About this task
Without including any picture, write out the entries exactly as they stand.

Data extracts
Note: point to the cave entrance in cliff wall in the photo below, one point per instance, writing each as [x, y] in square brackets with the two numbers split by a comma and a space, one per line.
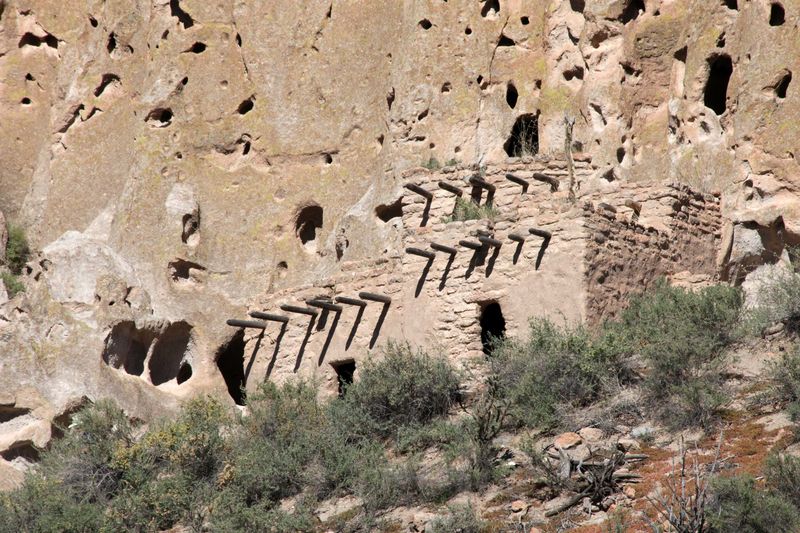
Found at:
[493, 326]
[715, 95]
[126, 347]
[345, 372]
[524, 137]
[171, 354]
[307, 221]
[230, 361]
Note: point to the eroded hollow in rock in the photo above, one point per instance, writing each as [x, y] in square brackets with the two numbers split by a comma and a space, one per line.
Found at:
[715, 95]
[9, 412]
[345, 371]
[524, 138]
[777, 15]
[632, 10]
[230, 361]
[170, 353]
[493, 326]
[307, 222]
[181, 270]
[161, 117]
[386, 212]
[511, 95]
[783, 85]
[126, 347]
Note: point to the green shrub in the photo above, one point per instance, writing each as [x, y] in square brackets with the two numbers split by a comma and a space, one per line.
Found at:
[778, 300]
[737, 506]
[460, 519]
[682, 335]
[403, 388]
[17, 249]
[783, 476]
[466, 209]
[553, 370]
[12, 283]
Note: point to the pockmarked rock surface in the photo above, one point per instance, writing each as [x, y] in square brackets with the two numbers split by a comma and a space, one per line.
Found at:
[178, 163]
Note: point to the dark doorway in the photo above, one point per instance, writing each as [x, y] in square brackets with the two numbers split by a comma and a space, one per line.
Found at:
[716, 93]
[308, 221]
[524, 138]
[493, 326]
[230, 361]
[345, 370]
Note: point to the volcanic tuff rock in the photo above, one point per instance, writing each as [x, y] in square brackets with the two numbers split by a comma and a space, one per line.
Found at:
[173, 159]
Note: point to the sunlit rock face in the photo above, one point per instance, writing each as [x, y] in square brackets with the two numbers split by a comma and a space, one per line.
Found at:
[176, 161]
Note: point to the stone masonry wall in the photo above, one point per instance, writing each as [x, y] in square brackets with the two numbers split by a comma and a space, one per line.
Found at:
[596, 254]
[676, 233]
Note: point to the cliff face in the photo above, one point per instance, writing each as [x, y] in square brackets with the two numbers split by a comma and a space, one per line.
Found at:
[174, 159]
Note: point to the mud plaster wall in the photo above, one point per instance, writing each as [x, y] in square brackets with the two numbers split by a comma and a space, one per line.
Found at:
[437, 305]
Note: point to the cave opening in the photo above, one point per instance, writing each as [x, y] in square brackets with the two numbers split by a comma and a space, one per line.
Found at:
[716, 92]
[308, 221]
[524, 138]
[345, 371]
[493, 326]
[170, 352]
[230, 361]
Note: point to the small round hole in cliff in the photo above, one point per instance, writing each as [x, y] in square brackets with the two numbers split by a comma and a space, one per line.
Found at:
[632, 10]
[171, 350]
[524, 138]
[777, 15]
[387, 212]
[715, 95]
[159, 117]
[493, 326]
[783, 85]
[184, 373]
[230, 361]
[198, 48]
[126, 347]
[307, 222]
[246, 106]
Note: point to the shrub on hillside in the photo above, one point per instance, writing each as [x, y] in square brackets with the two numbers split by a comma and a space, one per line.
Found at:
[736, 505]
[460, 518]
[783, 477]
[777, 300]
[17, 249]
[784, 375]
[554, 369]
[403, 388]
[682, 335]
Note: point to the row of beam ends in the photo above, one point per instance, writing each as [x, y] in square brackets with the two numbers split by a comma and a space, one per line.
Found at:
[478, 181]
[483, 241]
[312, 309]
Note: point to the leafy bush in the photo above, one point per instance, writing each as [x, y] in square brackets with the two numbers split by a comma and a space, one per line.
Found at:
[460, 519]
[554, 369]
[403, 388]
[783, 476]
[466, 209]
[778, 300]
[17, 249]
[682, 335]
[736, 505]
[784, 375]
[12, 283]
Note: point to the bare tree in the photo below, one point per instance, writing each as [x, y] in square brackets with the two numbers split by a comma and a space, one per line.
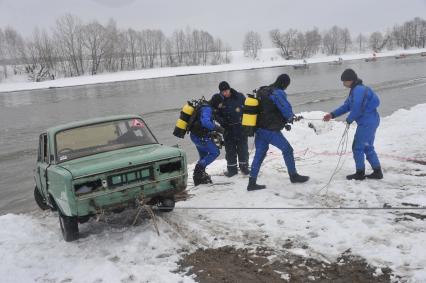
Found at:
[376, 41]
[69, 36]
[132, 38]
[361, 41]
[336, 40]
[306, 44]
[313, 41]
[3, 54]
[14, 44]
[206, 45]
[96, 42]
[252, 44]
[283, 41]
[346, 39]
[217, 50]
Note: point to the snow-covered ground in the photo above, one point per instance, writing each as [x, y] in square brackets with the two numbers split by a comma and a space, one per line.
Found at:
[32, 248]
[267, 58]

Your solution
Note: point to the cave entrance in cliff wall in the photo below, one point per instance, writing each as [x, y] in square brackets with the two numbers split by a comma and a space, one per line.
Found at:
[493, 326]
[715, 95]
[126, 347]
[345, 372]
[524, 137]
[171, 354]
[307, 221]
[230, 361]
Note: point to the eroded hollow in rock in the photo above, one point per instance, writing each as [x, y] in square brackets with the two numbers split by a comma and a space, one per line.
Found at:
[715, 95]
[9, 412]
[345, 371]
[524, 138]
[777, 15]
[632, 10]
[230, 361]
[170, 353]
[493, 326]
[307, 222]
[181, 270]
[161, 117]
[386, 212]
[511, 95]
[783, 85]
[126, 347]
Note: point to the green shrub in the photo above, one point per instance, writing each as [x, y] in square brackets with the two numbers split by a comma and a space, one per line.
Found at:
[778, 300]
[737, 506]
[460, 519]
[682, 335]
[403, 388]
[17, 249]
[783, 476]
[466, 209]
[553, 370]
[12, 283]
Note: point to the pockmarked rock surface in the photo above, one point per instance, writing each as [x, y] in square brackets with the two numbers split by a comma and a space, one per line.
Found at:
[178, 163]
Note: point to the dark doorway in the photo above, one point per instance, writing each as [x, y] in square brackets with the two numbers split by a comma and a space, one per line.
Found at:
[716, 93]
[308, 221]
[524, 138]
[493, 326]
[230, 361]
[345, 370]
Note: point to the volcanic tuff rock in the photo above, one point per instance, writing each as [x, y] in square brackets with the two numbers split by a comma and a space, one per line.
Found at:
[173, 159]
Note: point to the sunlit rock face in the photo above, one point per instance, writing each as [x, y] in square brackets with the two numbers split by a comma and a space, one per line.
Found at:
[176, 161]
Note: point to the stone masonry wall in the photo above, one point per instance, writing each as [x, y] in square brackets with the two numbers split by a comma and a space, one per line.
Found at:
[596, 254]
[676, 233]
Note: point to the cliff face in the photo above, one point per instance, writing each as [x, y] in square brackets with the two numbers split by a comma and a space, one per line.
Found at:
[174, 159]
Note: point to the mud plaster wall in the photo above, one point per instance, writing each as [x, y] in square brackets with the two numbers split by a comma and a space, one per line.
Found at:
[437, 305]
Note: point to the cave opening in the photo above, one point per instance, writing each as [x, y] in square brackets with the two numbers split by a comma and a space, one per line.
Found at:
[716, 92]
[308, 221]
[524, 138]
[345, 371]
[493, 326]
[170, 352]
[230, 361]
Note: point to the small round hole in cliff in the photo above, one point per instance, writing each as [x, y] in square brackets with the two numbers split by a comma and a space, one per line.
Found at:
[632, 10]
[171, 350]
[524, 138]
[777, 15]
[387, 212]
[715, 95]
[159, 117]
[493, 326]
[783, 85]
[184, 373]
[230, 361]
[198, 48]
[126, 347]
[307, 222]
[246, 106]
Note: point to the shrub on hillside in the photo above, one point per instance, writing each as [x, y] in square brackets with the two numbers split by a comma and a space, one per line.
Found at:
[736, 505]
[460, 518]
[783, 477]
[777, 300]
[17, 249]
[784, 375]
[554, 369]
[403, 388]
[682, 335]
Note: point to the row of beam ends in the photo above, one point per instance, writing each as [x, y] in square brackets with the two numbers split by a comma and a space, one per line.
Found at:
[478, 181]
[483, 241]
[312, 309]
Note: point to the leafy bush in the photo above, one point per instance, writing each as [x, y] in square brackets with the two numbers split by a comma and a space, one per line.
Found at:
[460, 519]
[554, 369]
[403, 388]
[783, 476]
[466, 209]
[778, 300]
[17, 249]
[682, 335]
[736, 505]
[784, 375]
[12, 283]
Note: point to the bare tree in the photo below, one point per instance, writing each as [x, y] in square brackets with the two numbers split by a comma and a space, one per line.
Found at:
[376, 41]
[69, 36]
[132, 38]
[361, 41]
[336, 40]
[306, 44]
[313, 41]
[3, 54]
[14, 44]
[206, 45]
[96, 42]
[252, 44]
[283, 41]
[346, 39]
[217, 50]
Note: point to the snow-covered ground in the photo above, one point per instance, writing each as [x, y] in square brackets with the two numbers split by a comma and a space, one per line.
Found at:
[32, 248]
[267, 58]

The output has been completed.